_TASK INSTRUCTIONS_.
Rewrite the lines of the listing below, starting at the line containing "tag: reflected red candle" and ending after the line containing "M290 494L287 491L280", with "reflected red candle" replaced by "mirrored red candle" and nothing else altered.

Outline records
● ● ● ● ●
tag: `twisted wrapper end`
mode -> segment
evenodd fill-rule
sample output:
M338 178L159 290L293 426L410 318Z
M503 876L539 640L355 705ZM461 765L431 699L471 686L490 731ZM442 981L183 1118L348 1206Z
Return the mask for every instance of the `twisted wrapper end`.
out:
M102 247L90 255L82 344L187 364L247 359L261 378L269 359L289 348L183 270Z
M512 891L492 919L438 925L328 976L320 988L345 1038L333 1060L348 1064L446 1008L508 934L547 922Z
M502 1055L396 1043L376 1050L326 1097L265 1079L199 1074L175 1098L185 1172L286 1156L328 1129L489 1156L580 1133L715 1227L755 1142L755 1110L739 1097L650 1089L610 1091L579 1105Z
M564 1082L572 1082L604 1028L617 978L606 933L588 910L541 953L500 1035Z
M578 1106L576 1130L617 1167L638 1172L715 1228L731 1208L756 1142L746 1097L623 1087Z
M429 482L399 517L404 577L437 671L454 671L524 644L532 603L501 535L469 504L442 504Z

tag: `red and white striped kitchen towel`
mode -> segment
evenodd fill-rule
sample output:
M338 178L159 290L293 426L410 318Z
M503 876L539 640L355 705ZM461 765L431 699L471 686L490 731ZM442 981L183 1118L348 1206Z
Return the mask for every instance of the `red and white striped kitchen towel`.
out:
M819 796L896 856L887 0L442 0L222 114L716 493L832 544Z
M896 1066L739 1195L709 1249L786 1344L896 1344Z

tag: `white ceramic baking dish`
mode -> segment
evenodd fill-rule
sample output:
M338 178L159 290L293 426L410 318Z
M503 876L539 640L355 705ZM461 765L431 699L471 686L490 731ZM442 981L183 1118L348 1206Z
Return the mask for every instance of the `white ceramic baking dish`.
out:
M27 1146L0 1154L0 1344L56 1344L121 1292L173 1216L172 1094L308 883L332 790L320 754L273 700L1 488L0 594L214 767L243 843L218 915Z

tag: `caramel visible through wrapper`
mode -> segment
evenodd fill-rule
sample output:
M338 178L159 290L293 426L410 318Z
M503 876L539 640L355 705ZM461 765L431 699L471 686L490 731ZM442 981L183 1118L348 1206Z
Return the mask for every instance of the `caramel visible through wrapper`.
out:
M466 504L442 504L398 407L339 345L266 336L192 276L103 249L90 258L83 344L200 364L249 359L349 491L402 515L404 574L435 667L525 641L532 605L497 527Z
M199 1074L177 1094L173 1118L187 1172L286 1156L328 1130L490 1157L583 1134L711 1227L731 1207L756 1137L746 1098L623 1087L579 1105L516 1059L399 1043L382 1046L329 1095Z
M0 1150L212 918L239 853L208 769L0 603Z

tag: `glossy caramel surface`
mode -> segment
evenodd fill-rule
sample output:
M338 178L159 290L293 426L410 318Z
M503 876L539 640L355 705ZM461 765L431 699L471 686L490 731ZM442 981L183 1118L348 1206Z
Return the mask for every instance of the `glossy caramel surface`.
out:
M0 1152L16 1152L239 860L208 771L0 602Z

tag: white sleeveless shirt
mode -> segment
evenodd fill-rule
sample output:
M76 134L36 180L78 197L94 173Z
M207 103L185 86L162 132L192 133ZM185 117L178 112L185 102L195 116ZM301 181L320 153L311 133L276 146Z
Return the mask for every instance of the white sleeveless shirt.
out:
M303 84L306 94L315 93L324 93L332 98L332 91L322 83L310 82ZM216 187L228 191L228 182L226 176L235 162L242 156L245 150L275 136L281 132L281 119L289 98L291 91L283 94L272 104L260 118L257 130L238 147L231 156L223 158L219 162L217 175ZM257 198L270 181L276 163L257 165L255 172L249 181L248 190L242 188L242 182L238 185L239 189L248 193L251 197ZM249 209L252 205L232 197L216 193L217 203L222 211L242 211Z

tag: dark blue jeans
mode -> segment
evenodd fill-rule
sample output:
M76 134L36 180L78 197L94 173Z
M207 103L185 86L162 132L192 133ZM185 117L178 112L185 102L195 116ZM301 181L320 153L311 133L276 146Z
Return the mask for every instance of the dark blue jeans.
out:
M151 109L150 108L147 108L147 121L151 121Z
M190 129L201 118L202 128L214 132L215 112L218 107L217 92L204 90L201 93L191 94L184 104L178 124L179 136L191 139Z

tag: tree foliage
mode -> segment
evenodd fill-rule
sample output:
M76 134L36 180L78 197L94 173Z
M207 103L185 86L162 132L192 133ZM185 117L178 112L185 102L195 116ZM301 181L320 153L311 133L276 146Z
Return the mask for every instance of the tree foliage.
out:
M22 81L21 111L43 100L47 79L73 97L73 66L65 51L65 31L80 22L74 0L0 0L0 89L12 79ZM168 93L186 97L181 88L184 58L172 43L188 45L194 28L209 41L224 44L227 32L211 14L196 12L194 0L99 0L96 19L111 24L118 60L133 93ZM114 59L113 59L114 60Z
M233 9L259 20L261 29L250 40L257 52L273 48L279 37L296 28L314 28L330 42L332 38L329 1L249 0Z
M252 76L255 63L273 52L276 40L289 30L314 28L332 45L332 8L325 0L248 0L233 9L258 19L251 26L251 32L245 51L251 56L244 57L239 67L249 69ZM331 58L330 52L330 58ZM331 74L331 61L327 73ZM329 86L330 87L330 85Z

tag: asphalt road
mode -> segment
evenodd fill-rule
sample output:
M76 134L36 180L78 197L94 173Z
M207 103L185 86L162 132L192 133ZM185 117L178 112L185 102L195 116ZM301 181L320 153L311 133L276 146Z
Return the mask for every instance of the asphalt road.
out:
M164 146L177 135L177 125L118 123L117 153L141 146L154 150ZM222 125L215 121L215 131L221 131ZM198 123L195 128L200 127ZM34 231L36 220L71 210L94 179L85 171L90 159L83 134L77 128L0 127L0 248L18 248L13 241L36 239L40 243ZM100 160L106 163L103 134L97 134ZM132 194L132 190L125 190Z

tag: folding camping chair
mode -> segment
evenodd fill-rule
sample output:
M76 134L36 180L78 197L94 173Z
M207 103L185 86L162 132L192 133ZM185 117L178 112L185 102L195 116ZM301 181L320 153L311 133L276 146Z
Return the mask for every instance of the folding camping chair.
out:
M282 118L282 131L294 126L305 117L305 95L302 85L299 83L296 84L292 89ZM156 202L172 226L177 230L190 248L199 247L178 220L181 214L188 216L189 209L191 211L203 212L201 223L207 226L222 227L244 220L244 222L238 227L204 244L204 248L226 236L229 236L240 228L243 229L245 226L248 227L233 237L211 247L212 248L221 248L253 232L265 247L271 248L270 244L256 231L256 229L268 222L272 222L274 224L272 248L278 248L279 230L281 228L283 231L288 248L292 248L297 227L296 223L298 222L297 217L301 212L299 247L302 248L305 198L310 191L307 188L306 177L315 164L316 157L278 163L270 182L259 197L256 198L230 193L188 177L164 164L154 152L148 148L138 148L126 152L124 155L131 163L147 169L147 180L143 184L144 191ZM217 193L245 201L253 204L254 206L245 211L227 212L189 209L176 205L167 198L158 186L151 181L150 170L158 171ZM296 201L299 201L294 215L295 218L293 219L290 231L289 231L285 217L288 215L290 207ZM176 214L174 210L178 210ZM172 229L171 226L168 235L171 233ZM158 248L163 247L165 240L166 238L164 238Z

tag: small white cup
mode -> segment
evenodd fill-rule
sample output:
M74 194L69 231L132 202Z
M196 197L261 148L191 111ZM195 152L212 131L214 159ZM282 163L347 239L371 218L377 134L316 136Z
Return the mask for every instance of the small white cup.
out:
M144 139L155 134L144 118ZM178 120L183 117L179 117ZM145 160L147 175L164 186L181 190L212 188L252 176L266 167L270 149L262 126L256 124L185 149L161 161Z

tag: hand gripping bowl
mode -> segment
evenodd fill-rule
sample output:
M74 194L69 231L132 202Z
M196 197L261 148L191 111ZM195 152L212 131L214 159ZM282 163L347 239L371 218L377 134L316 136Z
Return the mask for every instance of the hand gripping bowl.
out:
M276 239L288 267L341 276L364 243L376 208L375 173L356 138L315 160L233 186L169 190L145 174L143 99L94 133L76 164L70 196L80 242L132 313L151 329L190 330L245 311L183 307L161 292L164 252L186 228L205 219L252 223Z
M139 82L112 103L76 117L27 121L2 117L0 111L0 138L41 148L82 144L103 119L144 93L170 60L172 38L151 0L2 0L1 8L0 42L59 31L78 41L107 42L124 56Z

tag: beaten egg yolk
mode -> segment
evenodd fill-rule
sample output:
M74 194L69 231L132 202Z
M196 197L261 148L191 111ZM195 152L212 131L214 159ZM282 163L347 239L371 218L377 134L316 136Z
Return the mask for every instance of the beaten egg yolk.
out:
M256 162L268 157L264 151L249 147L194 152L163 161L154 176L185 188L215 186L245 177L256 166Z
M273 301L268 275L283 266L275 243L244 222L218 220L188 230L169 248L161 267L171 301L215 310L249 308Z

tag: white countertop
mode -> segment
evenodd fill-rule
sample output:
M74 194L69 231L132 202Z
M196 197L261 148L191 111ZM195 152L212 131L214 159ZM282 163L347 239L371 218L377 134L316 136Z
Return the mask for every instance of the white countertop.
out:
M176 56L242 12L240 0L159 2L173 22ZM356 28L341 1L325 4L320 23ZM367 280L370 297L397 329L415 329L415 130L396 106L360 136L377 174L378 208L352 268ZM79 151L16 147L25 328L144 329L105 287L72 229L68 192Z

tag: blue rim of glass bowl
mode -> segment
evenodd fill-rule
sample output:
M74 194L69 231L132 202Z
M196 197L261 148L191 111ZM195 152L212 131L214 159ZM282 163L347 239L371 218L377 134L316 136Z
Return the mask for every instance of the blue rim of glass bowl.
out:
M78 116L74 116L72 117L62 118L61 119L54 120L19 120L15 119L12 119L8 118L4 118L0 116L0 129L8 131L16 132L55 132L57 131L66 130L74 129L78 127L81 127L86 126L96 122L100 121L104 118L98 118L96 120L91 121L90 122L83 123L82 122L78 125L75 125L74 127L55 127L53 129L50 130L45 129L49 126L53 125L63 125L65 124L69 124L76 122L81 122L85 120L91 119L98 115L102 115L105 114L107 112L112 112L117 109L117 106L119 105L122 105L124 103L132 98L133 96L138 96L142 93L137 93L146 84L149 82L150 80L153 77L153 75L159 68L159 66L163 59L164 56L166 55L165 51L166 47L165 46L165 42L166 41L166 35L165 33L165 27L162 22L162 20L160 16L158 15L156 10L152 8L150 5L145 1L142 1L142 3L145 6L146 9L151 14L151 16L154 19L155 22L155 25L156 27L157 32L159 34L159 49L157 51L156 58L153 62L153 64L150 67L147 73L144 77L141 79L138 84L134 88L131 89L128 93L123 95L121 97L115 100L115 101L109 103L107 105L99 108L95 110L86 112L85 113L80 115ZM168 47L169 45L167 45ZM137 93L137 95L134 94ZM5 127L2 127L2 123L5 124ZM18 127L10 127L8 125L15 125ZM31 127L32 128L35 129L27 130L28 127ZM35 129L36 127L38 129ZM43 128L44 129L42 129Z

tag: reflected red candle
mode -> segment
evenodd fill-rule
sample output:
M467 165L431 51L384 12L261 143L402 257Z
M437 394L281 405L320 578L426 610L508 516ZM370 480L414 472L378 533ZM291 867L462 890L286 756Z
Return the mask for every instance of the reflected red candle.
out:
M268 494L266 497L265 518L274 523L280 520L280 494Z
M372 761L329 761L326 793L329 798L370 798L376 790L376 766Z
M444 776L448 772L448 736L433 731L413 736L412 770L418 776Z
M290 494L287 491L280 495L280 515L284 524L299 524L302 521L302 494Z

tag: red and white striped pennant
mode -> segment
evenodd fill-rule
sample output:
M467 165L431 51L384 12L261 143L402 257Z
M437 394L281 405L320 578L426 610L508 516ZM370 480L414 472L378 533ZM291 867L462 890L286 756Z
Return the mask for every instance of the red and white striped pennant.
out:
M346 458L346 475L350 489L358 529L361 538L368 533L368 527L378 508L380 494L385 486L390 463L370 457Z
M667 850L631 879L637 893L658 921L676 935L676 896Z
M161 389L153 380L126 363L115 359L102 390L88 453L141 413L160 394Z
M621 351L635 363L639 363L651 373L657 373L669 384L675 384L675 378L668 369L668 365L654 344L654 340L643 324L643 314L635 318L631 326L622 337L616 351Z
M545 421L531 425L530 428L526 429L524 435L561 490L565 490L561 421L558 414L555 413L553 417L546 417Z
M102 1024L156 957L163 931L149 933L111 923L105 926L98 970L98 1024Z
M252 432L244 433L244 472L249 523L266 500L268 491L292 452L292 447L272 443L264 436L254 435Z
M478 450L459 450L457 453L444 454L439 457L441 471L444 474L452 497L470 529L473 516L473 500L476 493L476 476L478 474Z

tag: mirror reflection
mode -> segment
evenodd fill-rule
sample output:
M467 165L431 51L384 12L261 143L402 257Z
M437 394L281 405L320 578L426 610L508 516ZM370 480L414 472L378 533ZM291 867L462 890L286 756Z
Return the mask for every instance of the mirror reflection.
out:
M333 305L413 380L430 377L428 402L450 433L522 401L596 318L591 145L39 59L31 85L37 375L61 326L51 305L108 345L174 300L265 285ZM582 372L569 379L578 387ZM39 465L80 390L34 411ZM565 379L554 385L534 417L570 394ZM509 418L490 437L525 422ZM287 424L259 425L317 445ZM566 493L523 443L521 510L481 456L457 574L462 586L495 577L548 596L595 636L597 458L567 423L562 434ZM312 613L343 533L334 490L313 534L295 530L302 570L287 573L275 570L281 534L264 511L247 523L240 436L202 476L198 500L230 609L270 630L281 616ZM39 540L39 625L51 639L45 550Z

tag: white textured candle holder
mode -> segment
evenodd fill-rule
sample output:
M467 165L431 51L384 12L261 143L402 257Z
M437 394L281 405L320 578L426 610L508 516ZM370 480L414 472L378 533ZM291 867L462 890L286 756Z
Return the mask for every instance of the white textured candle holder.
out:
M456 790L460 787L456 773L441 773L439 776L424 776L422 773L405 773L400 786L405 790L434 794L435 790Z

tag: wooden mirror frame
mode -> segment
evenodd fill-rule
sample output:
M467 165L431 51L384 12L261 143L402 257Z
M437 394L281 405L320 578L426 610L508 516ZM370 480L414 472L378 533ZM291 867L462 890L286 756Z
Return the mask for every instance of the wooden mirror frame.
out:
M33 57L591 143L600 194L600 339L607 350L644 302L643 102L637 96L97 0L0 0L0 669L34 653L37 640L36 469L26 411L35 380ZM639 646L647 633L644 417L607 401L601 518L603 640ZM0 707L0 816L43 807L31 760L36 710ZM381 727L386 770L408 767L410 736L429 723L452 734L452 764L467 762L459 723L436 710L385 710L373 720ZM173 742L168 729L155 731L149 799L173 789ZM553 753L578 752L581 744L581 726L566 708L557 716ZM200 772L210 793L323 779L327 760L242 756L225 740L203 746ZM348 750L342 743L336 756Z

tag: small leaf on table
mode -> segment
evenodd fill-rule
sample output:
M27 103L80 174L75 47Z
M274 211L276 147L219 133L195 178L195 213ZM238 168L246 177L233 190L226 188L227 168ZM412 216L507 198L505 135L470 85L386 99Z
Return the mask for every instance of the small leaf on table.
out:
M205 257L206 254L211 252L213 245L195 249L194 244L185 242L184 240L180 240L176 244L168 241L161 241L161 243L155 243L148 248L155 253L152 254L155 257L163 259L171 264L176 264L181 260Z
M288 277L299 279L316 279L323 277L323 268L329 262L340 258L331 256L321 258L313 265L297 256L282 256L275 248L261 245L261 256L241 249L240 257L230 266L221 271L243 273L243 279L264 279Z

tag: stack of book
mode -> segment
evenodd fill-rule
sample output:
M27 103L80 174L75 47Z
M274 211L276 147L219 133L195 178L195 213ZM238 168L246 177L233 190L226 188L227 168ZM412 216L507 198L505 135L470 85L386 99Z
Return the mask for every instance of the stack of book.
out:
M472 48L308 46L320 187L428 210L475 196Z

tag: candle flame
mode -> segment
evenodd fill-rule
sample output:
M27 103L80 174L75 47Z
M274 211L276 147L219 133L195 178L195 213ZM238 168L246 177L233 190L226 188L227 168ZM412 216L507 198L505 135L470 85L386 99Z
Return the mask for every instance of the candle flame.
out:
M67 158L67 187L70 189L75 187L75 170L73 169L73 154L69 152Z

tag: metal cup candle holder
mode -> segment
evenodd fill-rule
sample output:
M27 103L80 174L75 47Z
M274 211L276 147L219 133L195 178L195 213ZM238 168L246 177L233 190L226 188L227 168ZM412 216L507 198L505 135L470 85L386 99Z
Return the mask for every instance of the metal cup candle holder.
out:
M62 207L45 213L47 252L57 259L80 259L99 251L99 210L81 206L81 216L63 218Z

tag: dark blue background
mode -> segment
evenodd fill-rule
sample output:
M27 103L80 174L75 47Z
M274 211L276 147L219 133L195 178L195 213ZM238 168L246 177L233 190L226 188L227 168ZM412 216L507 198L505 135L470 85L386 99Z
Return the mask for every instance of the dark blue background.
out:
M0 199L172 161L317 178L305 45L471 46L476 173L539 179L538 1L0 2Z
● ● ● ● ●
_RIGHT ANSWER_.
tag: mirrored red candle
mode -> segment
evenodd fill-rule
sample output:
M467 165L431 51L384 12L261 143L402 257Z
M437 394L281 405L320 578L426 610L508 516ZM370 480L414 472L378 533ZM291 867L462 890L286 756Z
Return the mask for every instance of the mirrored red candle.
out:
M268 494L266 497L265 518L274 523L280 520L280 494Z
M372 761L329 761L326 793L329 798L370 798L376 790L376 766Z
M444 776L448 772L448 736L433 731L413 736L412 770L418 776Z
M290 494L287 491L280 495L280 515L284 524L299 524L302 521L302 494Z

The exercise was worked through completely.